* [WHAT YOU ARE ASKED TO DO] Could you quote each of the entries below word for word, leaving nothing out and changing nothing?

* [GIVEN RECORDS]
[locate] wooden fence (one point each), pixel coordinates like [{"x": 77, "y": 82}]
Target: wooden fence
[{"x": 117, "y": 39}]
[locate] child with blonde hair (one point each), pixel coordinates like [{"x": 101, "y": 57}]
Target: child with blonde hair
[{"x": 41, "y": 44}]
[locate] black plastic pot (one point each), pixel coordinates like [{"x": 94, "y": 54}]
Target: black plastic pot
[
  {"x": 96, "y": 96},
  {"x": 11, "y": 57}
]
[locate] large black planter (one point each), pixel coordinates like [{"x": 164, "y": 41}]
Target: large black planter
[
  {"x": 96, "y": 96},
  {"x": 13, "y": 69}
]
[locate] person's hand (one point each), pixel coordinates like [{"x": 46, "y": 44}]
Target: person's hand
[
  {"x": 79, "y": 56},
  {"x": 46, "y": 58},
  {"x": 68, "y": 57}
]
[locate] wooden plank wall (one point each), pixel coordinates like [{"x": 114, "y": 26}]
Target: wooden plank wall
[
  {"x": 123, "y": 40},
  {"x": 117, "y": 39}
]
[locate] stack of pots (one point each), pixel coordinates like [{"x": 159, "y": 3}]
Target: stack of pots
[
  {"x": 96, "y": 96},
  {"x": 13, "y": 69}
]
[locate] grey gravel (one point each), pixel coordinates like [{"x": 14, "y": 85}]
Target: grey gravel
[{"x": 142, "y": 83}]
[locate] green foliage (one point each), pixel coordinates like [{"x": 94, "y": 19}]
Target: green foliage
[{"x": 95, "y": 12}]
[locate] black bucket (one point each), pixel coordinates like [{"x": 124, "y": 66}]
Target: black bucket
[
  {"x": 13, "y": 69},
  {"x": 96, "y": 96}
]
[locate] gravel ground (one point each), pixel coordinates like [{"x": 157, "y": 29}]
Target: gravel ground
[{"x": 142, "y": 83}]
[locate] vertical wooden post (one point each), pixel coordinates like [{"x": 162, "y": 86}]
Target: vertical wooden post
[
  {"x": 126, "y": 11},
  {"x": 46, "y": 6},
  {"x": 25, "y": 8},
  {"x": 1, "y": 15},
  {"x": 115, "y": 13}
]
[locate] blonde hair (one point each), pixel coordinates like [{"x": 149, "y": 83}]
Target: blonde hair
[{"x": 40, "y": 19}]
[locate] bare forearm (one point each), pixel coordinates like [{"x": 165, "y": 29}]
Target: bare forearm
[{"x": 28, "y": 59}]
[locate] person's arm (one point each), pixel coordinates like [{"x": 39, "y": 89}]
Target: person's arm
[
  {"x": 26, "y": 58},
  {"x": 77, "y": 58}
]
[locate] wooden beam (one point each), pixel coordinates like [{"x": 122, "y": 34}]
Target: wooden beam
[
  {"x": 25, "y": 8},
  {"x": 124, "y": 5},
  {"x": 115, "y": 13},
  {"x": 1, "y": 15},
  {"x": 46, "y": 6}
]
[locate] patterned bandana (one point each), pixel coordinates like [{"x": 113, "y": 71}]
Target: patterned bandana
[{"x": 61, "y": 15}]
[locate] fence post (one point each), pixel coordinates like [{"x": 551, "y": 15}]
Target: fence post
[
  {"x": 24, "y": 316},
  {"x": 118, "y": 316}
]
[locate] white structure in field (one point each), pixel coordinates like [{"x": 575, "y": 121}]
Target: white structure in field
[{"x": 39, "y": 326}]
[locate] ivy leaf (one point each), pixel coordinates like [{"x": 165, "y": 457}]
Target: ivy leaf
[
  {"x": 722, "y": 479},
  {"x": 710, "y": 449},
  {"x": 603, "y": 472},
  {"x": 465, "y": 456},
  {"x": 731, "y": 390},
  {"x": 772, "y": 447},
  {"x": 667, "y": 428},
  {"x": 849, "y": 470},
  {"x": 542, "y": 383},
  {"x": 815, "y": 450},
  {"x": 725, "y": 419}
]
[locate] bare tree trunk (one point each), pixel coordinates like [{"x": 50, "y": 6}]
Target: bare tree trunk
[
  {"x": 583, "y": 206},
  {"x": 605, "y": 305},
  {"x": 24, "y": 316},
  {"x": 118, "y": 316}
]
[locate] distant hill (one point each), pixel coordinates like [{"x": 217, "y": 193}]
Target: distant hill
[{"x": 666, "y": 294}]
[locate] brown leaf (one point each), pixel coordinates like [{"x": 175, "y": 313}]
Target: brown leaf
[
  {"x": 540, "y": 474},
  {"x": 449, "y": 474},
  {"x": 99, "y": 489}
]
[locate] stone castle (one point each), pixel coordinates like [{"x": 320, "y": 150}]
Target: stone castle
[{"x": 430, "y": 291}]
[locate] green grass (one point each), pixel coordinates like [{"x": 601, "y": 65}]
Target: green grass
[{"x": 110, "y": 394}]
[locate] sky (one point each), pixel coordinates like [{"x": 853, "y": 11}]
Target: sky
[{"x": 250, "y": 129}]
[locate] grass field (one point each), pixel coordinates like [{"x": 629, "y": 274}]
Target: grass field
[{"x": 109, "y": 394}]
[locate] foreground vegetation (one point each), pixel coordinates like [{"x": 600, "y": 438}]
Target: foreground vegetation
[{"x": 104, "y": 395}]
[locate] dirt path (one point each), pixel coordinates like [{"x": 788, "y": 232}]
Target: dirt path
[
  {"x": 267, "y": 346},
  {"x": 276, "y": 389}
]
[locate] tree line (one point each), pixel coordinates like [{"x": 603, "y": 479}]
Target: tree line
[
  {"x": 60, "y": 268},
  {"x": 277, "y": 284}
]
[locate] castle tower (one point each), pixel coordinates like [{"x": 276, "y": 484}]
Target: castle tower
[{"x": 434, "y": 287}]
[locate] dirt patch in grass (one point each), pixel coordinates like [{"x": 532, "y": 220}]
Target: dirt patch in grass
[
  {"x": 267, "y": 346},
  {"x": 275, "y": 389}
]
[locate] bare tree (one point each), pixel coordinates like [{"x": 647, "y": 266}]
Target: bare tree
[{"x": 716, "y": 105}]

* [RESPONSE]
[locate] wooden fence (one point each), pixel coordinates like [{"x": 77, "y": 82}]
Target: wooden fence
[{"x": 117, "y": 39}]
[locate] child with blonde hair (one point each), pixel coordinates like [{"x": 101, "y": 57}]
Target: child with blonde hair
[{"x": 41, "y": 44}]
[locate] black plastic pot (one point each), pixel coordinates like [{"x": 94, "y": 54}]
Target: black plastic pot
[
  {"x": 96, "y": 96},
  {"x": 11, "y": 57}
]
[locate] large black planter (one point each), pixel coordinates like [{"x": 164, "y": 41}]
Target: large black planter
[
  {"x": 96, "y": 96},
  {"x": 13, "y": 69}
]
[locate] person's hand (one point each), pixel coordinates like [{"x": 46, "y": 44}]
Target: person's hand
[
  {"x": 79, "y": 56},
  {"x": 46, "y": 58},
  {"x": 68, "y": 57}
]
[locate] wooden plank wall (one point each), pixel coordinates like [{"x": 114, "y": 26}]
Target: wooden plank wall
[
  {"x": 123, "y": 40},
  {"x": 117, "y": 39}
]
[locate] stack of pots (one point each), pixel coordinates like [{"x": 159, "y": 3}]
Target: stack of pots
[
  {"x": 96, "y": 96},
  {"x": 13, "y": 69}
]
[locate] grey gravel (one point each), pixel coordinates like [{"x": 14, "y": 85}]
Target: grey gravel
[{"x": 142, "y": 83}]
[locate] green foliage (one point each), pixel coordinates like [{"x": 94, "y": 19}]
Target: green foliage
[{"x": 95, "y": 12}]
[locate] black bucket (one point each), pixel coordinates like [{"x": 124, "y": 66}]
Target: black bucket
[
  {"x": 13, "y": 69},
  {"x": 96, "y": 96}
]
[locate] gravel ground (one point each), pixel coordinates like [{"x": 157, "y": 29}]
Target: gravel ground
[{"x": 142, "y": 83}]
[locate] vertical wooden post (one point each), pixel coordinates like [{"x": 162, "y": 86}]
Target: vertical wooden post
[
  {"x": 126, "y": 11},
  {"x": 46, "y": 6},
  {"x": 25, "y": 8},
  {"x": 1, "y": 15},
  {"x": 115, "y": 13}
]
[locate] blonde hair (one point each), pixel coordinates like [{"x": 149, "y": 83}]
Target: blonde hair
[{"x": 40, "y": 19}]
[locate] bare forearm (one point each), pixel coordinates like [{"x": 165, "y": 29}]
Target: bare forearm
[{"x": 28, "y": 59}]
[locate] person's arm (one point each), pixel coordinates like [{"x": 39, "y": 89}]
Target: person's arm
[
  {"x": 26, "y": 58},
  {"x": 77, "y": 58}
]
[locate] wooden beam (one point each), pixel coordinates like [{"x": 122, "y": 34}]
Target: wooden beam
[
  {"x": 25, "y": 8},
  {"x": 124, "y": 5},
  {"x": 115, "y": 13},
  {"x": 1, "y": 15},
  {"x": 46, "y": 6}
]
[locate] patterned bandana (one point each), pixel coordinates like [{"x": 113, "y": 71}]
Target: patterned bandana
[{"x": 61, "y": 15}]
[locate] fence post (one point each), pixel coordinates like [{"x": 551, "y": 15}]
Target: fence post
[
  {"x": 24, "y": 316},
  {"x": 118, "y": 316}
]
[locate] white structure in field (one point each), pixel coordinates like [{"x": 575, "y": 121}]
Target: white structure in field
[{"x": 39, "y": 326}]
[locate] ivy leaf (one point each), pixel coordinates like [{"x": 165, "y": 457}]
Target: ivy leaf
[
  {"x": 722, "y": 479},
  {"x": 710, "y": 449},
  {"x": 603, "y": 472},
  {"x": 465, "y": 456},
  {"x": 731, "y": 390},
  {"x": 772, "y": 447},
  {"x": 667, "y": 428},
  {"x": 849, "y": 470},
  {"x": 542, "y": 383},
  {"x": 815, "y": 450},
  {"x": 725, "y": 419}
]
[locate] bare tree trunk (one point each), pixel coordinates like [{"x": 50, "y": 6}]
Target: bare tree trunk
[
  {"x": 583, "y": 206},
  {"x": 605, "y": 305},
  {"x": 24, "y": 316},
  {"x": 118, "y": 316}
]
[locate] distant hill (one point each), pixel coordinates like [{"x": 217, "y": 193}]
Target: distant hill
[{"x": 666, "y": 294}]
[locate] brown leaf (one point each), pixel coordinates like [{"x": 175, "y": 313}]
Target: brown leaf
[
  {"x": 540, "y": 474},
  {"x": 449, "y": 474},
  {"x": 99, "y": 489}
]
[locate] stone castle (one point each), pixel coordinates like [{"x": 320, "y": 150}]
Target: stone castle
[{"x": 430, "y": 291}]
[locate] green grass (one point each), pixel coordinates like [{"x": 601, "y": 65}]
Target: green grass
[{"x": 110, "y": 394}]
[locate] sky (one point each), pixel coordinates like [{"x": 853, "y": 11}]
Target: sky
[{"x": 250, "y": 129}]
[locate] grass field (one point each), pixel coordinates like [{"x": 629, "y": 274}]
Target: grass field
[{"x": 109, "y": 394}]
[locate] foreground vegetation (one point each), pixel coordinates like [{"x": 600, "y": 438}]
Target: foreground vegetation
[{"x": 104, "y": 395}]
[locate] dirt path (one point each), pixel coordinates like [{"x": 788, "y": 232}]
Target: dirt path
[
  {"x": 267, "y": 346},
  {"x": 276, "y": 389}
]
[locate] tree line (one point each), pixel coordinates like [{"x": 603, "y": 479}]
Target: tree line
[
  {"x": 60, "y": 268},
  {"x": 277, "y": 284}
]
[locate] castle tower (one point each), pixel coordinates like [{"x": 276, "y": 484}]
Target: castle tower
[{"x": 434, "y": 287}]
[locate] dirt patch in grass (one point each), pixel coordinates like [{"x": 532, "y": 220}]
Target: dirt patch in grass
[
  {"x": 267, "y": 346},
  {"x": 275, "y": 389}
]
[locate] bare tree (one point each), pixel coordinates like [{"x": 647, "y": 266}]
Target: bare tree
[{"x": 716, "y": 105}]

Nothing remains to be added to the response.